— START OF Data for this exercise —
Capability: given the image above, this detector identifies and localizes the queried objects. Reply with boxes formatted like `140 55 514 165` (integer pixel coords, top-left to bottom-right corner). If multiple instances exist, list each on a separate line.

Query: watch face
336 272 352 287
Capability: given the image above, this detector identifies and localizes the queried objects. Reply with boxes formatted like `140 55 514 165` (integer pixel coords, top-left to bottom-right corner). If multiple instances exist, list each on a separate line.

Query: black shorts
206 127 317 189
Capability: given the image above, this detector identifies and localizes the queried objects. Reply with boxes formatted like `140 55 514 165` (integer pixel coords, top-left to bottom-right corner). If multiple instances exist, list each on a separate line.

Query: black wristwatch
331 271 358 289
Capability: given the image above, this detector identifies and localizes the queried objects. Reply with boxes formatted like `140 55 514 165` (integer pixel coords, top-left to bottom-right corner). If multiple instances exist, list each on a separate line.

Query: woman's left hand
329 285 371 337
— END OF Data for this exercise —
_Problem requirements_: Reproduce every line of the items above, including the requests, and add -149 to each pixel coordinate in the answers.

_Completed task_:
Capability: given the image above, this detector identifies and localizes the queried objects. Reply with boxes formatted like `140 55 514 165` (integer pixel coords, top-left to bottom-right corner). If multiple instances exist, list each on a separate line.

Query: watch face
187 123 203 138
Capability: given the image above, this detector identifies and localizes the queried objects. Reply with boxes formatted like `140 55 514 165` (integer pixel coords, top-left to bottom-right corner). If multiple instances exist, list each on a separate line.

Query: black shorts
57 -22 168 40
Capability: given the image above, this detector identifies and localizes the queried objects. Reply with boxes formatted like `140 55 514 165` (integer pixel coords, top-left to bottom-right corner). If multiple instances exist, list each on a separate line.

Query: black wristwatch
182 122 209 140
Capability: given the image above, this detector identifies and localizes the queried objects. Reply with boxes formatted like `140 55 514 165` (integer pixel coords, top-left to bottom-right corner). If multiple instances exist, list each on a separate line.

Query: woman's left hand
180 136 222 188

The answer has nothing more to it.